-- TEXT EXCERPT follows --

Rhonda: My health has significantly improved. I no longer have the stiffness and pain from the rheumatoid arthritis, and I’ve noticed other enhancements such as stronger nails and clearer skin.
Abiola: Excellent. What an inspiring testimony, Rhonda. Does anyone else in your family have these issues?
Rhonda: Unfortunately, my mother suffers with thyroid disease, as well as hypertension, high cholesterol, and pre-diabetes. In fact, she didn’t even know that she had thyroid disease until 2010–16 years after my diagnosis. And, on top of that, a year after her diagnosis, she found out that there was a cancer cell in her thyroid gland!
She definitely supports what I do and I understand that I cannot change her eating habits overnight, but she has adapted several of the changes to her diet that I suggested; and I’m thankful for that.
Abiola: That’s a blessing that you were able to help your mom. Which recipe gets the biggest reaction?
Rhonda: Being that Louisiana has come to be synonymous with great food, I would say my version of Louisiana Gumbo gets the biggest reaction. Because not only is it gluten-free, it is also free of tomatoes, pork and shellfish, all of which are staple ingredients in this delicious recipe. However, honestly, you can’t go wrong with any of the recipes because they all are very flavorful.
Abiola: Louisiana Gumbo — that makes sense. Okay, health guru, what do you cook and/or eat on Thanksgiving and the holidays?
Rhonda: For the main entree, I always prepare the cornless cornbread dressing, mustard greens with the spicy vinegar, and candied butternut squash dishes. For dessert, I always prepare one of my desserts.
Abiola: Yes, people! Buy the cookbook just for the desserts. For starters anyway. What do you recommend for breakfast, Rhonda?
Rhonda: In my cookbook, I feature delicious breakfast recipes such as Creamy Buckwheat Cereal which is a delicious, heart healthy alternative for those who cannot tolerate gluten or corn. My book also features delicious recipes for French Toast and a Pancake Sandwich.
However, no one says that you have to eat breakfast foods for breakfast. For instance, a blackened piece of salmon or quinoa tossed with basil and chicken are are just as appropriate for breakfast and it gives you more options. My recommendation will vary depending upon whether someone wants a very low calorie, with high fiber option vs something sweet with no calorie restrictions. One thing is certain, there are lots of options.
Abiola: Fantastic! If someone does not have the food intolerances we have but still wants to make these changes for health (i.e. going gluten free) what do you advise?
Rhonda: I would definitely suggest lowering the sodium and fat in your overall diet and limiting your intake of highly processed foods, while at the same time introducing more whole grains and fresh or frozen vegetables. Even if you don’t have food allergies or food intolerances, these types of changes just make for a healthier lifestyle.

-- TEXT EXCERPT concluded --
-- SUPPLIED MATERIAL follows --

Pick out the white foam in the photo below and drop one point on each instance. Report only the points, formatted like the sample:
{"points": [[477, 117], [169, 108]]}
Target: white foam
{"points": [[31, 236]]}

-- SUPPLIED MATERIAL concluded --

■ YOUR TASK
Write out the passage of the interview that starts at "Abiola: That’s a" and ends at "of my desserts.".

■ RESPONSE
Abiola: That’s a blessing that you were able to help your mom. Which recipe gets the biggest reaction?
Rhonda: Being that Louisiana has come to be synonymous with great food, I would say my version of Louisiana Gumbo gets the biggest reaction. Because not only is it gluten-free, it is also free of tomatoes, pork and shellfish, all of which are staple ingredients in this delicious recipe. However, honestly, you can’t go wrong with any of the recipes because they all are very flavorful.
Abiola: Louisiana Gumbo — that makes sense. Okay, health guru, what do you cook and/or eat on Thanksgiving and the holidays?
Rhonda: For the main entree, I always prepare the cornless cornbread dressing, mustard greens with the spicy vinegar, and candied butternut squash dishes. For dessert, I always prepare one of my desserts.